EXERCISE OBJECTIVE:
Answer these questions from the abstract on metagenomic assemblies:
1. How many assemblers does the analysis examine?
2. What reason does the abstract give for why strategies for aligning human genomes cannot be used?
3. On which three abilities was each assembler's performance assessed?

Utilization of defined microbial communities enables effective evaluation of meta-genomic assemblies
Greenwald WW, Klitgord N, Seguritan V, Yooseph S, Venter JC, Garner C, Nelson KE, Li W
Metagenomics is the study of the microbial genomes isolated from communities found on our bodies or in our environment. By correctly determining the relation between human health and the human associated microbial communities, novel mechanisms of health and disease can be found, thus enabling the development of novel diagnostics and therapeutics. Due to the diversity of the microbial communities, strategies developed for aligning human genomes cannot be utilized, and genomes of the microbial species in the community must be assembled de novo. However, in order to obtain the best metagenomic assemblies, it is important to choose the proper assembler. Due to the rapidly evolving nature of metagenomics, new assemblers are constantly created, and the field has not yet agreed on a standardized process. Furthermore, the truth sets used to compare these methods are either too simple (computationally derived diverse communities) or complex (microbial communities of unknown composition), yielding results that are hard to interpret. In this analysis, we interrogate the strengths and weaknesses of five popular assemblers through the use of defined biological samples of known genomic composition and abundance. We assessed the performance of each assembler on their ability to reassemble genomes, call taxonomic abundances, and recreate open reading frames (ORFs).

(Records from a dataset)

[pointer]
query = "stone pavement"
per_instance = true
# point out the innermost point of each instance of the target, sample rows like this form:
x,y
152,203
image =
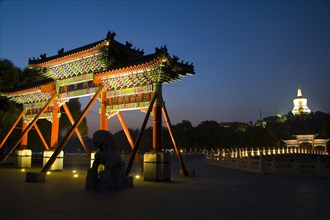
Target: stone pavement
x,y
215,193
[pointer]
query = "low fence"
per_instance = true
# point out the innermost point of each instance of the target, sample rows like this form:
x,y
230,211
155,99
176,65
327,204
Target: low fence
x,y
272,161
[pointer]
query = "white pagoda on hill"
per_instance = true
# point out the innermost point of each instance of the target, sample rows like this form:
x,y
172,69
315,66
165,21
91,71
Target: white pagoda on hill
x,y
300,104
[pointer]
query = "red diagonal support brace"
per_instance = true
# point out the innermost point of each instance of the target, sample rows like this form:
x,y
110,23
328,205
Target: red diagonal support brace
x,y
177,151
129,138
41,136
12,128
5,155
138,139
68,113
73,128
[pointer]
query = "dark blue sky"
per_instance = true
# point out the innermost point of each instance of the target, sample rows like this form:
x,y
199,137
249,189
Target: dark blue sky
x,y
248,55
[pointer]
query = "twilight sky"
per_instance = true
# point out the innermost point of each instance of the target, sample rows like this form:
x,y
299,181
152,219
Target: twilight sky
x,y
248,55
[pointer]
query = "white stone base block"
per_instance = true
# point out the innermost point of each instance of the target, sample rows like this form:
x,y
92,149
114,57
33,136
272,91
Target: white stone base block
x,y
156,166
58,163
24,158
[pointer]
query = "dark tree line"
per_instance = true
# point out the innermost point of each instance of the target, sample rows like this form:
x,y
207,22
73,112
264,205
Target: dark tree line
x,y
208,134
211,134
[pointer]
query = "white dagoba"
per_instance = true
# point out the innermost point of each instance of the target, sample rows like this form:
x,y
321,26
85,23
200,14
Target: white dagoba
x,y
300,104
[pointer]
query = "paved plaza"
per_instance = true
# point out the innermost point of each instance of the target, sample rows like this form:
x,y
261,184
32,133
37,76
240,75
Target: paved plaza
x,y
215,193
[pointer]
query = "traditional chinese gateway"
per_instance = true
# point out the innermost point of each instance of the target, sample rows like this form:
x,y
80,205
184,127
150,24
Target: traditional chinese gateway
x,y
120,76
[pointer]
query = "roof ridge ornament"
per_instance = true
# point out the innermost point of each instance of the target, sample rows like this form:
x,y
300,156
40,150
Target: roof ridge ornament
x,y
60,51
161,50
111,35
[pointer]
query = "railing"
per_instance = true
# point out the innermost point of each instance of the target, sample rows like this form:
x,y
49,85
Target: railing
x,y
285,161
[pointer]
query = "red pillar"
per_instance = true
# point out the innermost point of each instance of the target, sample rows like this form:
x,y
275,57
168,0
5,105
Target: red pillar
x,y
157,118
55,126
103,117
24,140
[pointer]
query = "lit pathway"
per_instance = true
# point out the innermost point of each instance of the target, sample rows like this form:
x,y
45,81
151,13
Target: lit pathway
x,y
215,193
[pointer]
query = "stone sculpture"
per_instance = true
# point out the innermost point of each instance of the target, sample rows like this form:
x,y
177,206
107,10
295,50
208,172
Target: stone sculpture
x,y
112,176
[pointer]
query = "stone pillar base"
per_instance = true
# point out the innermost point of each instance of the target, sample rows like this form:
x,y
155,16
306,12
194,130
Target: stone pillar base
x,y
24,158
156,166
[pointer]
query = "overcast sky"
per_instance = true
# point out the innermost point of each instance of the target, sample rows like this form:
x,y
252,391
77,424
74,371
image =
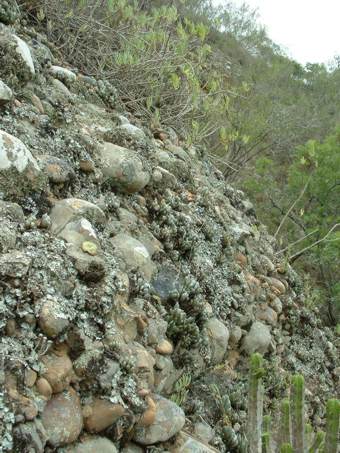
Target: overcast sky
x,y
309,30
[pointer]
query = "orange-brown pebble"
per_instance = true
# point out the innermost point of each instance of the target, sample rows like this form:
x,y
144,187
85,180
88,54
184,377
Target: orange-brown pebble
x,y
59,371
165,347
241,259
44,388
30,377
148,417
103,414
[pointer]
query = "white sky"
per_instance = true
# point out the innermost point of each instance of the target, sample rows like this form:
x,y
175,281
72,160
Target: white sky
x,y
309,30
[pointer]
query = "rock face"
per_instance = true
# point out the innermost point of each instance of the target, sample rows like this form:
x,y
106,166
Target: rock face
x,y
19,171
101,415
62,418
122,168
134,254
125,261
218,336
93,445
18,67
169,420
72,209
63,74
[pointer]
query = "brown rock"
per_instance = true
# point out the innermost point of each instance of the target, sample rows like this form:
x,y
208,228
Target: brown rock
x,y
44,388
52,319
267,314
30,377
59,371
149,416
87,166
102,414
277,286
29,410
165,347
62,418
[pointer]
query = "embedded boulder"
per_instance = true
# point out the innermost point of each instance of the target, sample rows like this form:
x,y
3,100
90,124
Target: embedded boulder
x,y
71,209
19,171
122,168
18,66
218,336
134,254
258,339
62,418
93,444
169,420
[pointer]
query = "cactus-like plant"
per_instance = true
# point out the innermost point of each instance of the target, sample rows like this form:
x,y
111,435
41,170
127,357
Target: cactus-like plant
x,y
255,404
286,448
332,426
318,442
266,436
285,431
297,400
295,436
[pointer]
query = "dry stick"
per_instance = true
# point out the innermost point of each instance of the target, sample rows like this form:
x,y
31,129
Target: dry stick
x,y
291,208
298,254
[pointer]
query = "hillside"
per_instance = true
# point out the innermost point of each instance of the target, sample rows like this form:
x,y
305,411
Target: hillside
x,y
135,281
==
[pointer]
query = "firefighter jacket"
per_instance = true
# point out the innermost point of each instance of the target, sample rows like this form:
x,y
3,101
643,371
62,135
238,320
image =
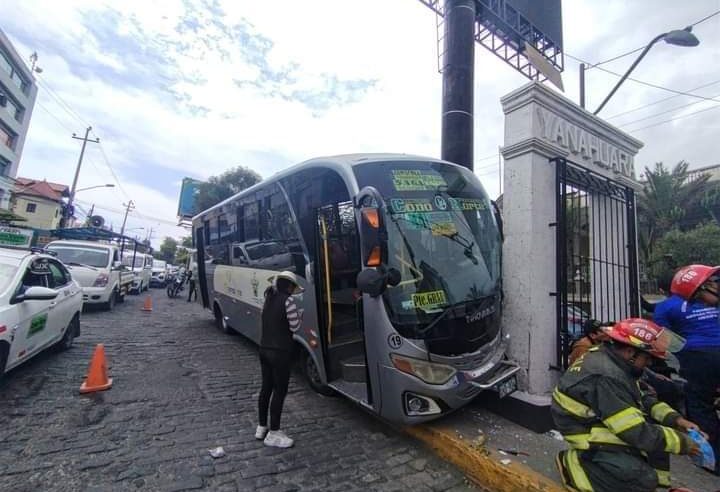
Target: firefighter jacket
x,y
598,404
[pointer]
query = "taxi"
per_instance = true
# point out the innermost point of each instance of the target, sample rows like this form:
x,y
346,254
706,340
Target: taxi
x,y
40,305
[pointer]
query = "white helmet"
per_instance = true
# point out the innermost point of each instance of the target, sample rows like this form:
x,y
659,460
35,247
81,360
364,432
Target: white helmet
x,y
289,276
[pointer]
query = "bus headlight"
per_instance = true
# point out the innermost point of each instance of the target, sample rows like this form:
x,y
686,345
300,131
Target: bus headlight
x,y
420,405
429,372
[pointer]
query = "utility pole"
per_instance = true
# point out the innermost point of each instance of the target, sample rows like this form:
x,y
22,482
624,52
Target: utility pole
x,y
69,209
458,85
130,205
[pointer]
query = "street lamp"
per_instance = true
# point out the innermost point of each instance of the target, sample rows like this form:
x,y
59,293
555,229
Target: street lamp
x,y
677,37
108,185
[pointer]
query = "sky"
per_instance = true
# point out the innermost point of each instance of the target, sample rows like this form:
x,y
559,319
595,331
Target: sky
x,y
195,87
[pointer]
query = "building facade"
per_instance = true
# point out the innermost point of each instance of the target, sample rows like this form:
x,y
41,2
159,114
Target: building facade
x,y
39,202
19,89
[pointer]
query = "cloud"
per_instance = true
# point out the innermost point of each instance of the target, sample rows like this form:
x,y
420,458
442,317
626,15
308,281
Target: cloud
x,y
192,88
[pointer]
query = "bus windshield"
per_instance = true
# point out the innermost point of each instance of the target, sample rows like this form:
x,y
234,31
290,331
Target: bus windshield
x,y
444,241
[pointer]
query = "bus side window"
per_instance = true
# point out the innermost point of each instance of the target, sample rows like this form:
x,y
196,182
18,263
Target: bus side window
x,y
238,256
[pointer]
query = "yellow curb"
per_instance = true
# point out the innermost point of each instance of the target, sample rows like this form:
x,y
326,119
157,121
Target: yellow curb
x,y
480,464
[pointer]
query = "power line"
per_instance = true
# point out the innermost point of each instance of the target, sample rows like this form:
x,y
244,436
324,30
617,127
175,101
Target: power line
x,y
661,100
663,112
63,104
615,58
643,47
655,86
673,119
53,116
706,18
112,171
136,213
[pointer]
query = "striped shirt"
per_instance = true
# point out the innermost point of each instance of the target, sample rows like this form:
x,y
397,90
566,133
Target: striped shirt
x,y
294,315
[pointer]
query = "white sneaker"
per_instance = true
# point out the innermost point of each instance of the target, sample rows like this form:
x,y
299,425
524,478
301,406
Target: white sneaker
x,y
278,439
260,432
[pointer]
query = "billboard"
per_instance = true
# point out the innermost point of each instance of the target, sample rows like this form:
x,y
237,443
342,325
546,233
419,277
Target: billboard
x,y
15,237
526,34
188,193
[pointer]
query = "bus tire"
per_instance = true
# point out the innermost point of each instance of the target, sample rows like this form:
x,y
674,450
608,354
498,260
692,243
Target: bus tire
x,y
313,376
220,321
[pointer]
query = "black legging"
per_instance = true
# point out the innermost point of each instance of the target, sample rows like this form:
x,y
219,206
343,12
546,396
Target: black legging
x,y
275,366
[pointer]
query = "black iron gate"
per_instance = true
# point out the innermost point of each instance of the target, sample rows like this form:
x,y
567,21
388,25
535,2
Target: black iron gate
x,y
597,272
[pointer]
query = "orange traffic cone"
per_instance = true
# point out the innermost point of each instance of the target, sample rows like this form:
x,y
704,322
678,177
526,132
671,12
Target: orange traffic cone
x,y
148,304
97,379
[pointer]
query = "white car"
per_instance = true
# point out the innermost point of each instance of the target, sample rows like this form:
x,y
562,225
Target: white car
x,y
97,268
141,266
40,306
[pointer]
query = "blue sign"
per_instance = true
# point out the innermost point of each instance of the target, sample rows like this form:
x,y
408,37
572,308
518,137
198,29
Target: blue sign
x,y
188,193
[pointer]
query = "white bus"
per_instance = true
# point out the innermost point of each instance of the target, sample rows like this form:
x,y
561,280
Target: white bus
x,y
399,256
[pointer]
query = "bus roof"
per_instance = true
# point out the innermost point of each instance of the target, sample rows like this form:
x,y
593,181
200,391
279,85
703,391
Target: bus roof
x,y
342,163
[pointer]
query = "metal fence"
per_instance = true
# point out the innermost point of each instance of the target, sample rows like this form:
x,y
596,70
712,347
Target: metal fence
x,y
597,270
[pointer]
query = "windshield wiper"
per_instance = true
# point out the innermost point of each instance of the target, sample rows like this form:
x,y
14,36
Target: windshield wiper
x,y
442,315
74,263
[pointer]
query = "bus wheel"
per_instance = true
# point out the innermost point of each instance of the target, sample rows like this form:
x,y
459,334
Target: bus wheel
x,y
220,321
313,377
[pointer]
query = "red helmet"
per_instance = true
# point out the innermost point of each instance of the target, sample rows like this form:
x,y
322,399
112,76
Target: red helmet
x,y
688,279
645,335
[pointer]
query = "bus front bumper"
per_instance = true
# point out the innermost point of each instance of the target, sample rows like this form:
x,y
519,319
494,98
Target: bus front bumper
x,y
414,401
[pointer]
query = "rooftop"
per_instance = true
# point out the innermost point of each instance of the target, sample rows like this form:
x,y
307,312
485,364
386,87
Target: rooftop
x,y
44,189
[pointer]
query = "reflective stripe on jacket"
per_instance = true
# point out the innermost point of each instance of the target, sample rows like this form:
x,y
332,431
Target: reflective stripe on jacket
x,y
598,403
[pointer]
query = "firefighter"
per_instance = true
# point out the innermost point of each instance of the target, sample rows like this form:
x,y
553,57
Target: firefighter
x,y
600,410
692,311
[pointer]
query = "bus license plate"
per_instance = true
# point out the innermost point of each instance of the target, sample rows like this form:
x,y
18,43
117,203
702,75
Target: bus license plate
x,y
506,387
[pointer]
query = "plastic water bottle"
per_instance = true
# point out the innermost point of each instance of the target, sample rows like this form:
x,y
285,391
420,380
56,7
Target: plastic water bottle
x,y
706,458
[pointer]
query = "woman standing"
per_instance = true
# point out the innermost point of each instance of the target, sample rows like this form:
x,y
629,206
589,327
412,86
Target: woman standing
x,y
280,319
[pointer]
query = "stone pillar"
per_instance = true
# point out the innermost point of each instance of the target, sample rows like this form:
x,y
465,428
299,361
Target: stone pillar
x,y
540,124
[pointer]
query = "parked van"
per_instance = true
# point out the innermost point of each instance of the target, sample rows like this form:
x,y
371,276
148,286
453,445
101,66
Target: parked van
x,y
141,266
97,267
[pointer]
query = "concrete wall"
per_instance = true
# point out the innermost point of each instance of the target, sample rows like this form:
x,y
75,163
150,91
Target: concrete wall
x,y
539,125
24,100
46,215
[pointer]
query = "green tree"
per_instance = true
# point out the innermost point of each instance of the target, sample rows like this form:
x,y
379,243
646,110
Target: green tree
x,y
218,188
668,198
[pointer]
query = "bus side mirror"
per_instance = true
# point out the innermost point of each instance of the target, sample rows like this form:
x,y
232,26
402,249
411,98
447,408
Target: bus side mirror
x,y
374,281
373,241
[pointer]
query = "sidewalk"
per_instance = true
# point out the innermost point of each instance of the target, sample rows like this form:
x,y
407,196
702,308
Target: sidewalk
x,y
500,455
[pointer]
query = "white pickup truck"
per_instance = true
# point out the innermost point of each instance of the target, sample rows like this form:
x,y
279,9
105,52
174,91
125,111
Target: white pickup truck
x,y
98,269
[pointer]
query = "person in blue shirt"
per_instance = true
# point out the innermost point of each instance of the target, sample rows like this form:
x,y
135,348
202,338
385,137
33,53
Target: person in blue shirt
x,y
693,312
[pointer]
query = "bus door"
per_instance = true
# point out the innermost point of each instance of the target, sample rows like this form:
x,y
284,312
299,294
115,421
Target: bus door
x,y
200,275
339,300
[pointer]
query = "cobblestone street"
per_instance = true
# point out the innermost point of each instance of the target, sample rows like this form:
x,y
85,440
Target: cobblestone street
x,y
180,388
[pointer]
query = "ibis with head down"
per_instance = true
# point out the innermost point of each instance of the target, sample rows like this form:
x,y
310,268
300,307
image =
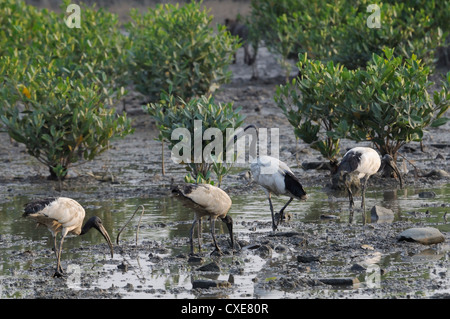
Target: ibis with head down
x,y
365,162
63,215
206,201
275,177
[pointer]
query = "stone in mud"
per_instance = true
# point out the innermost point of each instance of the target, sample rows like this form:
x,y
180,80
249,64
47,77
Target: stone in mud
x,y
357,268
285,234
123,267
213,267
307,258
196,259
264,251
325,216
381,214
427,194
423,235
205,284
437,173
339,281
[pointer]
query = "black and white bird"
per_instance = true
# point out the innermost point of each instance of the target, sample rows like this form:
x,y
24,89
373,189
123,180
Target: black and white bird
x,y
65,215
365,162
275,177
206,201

OUTPUT FOR THIS TASK:
1. Five.
2. The diversity of the microbial communities.
3. Reassembling genomes, calling taxonomic abundances, and recreating open reading frames (ORFs).